PAGE TEXT:
- - - -

Take the day off. And we mean not just from work, though most people will not be having the time cards punched literally or figuratively today. Rather, let’s hope this is a day off from the hubub of the election season just passed. Hang a sign over the feasting table that says, “A politics free zone.”
Because everyone is just worn out. So today, we hope the aunts and uncles and cousins on opposite sides, politically speaking, won’t get going again about Hillary Clinton and Donald Trump and conspiracy theories and Wall Street and gloom and doom and just give it all a rest. Hold hands during the prayer or moments of silence, respect each other’s beliefs and just carry on. Think about the turkey. Or the green bean casserole. Or the ham. Or the pies. Yes, that’s it. The pies.
And for a time, leave the rest of it alone.
That’s not to say that Thanksgiving should relieve us of time spent expressing concern for our less-fortunate neighbors on the planet. Let us ponder the plight of the homeless, the poor, the sick — the many people for whom this day is a melancholy mix of happiness that the holiday season has begun and sadness that they or those whom they love are having troubles.
But isn’t Thanksgiving, after all, not just a time of hearty meals and laughter and football and the rest of it, but a time of reflection on one’s blessings and the need to share those blessings with the less fortunate?

- - - -

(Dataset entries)

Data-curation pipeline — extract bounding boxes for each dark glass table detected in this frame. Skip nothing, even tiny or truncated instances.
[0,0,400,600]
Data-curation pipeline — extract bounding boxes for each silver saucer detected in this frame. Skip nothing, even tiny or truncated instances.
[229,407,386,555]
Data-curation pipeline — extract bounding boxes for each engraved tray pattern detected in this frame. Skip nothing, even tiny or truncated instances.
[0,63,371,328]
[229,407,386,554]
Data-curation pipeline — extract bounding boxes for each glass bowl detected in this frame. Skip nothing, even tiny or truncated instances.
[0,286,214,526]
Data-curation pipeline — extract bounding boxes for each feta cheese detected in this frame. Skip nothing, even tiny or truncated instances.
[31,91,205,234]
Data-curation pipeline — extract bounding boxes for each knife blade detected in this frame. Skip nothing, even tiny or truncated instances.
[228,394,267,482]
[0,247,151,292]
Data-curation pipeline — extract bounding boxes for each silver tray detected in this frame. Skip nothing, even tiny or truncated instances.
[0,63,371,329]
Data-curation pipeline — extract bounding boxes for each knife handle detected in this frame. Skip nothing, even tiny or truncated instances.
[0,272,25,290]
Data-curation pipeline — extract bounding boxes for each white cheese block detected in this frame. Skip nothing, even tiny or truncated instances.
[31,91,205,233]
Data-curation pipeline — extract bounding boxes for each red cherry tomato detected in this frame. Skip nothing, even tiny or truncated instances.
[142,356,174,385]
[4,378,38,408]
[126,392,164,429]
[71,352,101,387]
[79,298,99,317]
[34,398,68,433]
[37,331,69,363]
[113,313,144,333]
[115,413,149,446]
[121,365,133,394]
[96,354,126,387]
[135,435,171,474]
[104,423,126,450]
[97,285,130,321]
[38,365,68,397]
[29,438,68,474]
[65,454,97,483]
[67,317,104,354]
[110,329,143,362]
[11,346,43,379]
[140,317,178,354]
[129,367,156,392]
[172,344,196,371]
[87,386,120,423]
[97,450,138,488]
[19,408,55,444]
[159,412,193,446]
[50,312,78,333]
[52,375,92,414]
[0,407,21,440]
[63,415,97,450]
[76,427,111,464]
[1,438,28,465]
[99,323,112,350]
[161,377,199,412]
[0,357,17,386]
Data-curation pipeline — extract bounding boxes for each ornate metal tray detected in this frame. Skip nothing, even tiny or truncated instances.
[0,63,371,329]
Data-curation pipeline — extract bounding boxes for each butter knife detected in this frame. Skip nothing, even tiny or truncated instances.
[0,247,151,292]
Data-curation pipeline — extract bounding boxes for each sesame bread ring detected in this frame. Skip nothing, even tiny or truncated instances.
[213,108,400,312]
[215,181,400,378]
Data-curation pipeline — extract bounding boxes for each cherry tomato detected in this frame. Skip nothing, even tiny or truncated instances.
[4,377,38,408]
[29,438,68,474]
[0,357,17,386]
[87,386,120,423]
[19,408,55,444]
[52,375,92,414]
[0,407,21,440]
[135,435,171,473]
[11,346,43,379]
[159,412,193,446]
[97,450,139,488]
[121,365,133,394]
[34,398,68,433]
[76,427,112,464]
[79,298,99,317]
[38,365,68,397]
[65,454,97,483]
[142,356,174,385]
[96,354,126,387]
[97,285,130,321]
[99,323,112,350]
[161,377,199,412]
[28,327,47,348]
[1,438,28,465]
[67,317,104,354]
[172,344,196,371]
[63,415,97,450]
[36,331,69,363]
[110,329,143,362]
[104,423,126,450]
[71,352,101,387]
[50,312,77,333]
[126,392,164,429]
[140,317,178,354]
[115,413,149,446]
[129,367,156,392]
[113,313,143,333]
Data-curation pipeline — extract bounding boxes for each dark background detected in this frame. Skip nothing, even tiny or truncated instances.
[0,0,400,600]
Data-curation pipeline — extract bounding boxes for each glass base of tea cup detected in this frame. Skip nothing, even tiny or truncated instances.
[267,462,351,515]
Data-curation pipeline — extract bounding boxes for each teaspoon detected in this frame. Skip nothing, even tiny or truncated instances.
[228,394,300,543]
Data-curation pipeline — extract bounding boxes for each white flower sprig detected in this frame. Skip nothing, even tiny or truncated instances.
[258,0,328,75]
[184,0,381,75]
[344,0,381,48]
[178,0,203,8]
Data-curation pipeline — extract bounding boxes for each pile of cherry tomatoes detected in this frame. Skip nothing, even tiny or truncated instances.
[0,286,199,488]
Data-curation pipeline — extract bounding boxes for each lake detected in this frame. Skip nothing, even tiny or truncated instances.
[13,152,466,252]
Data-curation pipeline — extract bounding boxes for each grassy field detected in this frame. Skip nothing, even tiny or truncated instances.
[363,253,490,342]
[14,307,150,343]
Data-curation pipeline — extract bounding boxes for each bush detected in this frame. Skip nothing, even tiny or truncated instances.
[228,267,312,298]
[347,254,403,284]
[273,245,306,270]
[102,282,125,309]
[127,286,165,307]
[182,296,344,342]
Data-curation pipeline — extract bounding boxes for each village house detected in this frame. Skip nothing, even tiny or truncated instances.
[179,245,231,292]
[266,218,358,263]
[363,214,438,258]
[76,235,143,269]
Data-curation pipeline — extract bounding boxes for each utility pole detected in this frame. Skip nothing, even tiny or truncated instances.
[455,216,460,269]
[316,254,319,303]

- - - -

EXERCISE SET:
1: According to the Thanksgiving editorial, what sign should be hung over the feasting table?
2: Retype everything in the Thanksgiving editorial from "But isn’t Thanksgiving, after" down to "the less fortunate?".
The entries are material separate from the Thanksgiving editorial.

TASK-BY-TASK ANSWERS:
1: A sign that says, "A politics free zone."

2:
But isn’t Thanksgiving, after all, not just a time of hearty meals and laughter and football and the rest of it, but a time of reflection on one’s blessings and the need to share those blessings with the less fortunate?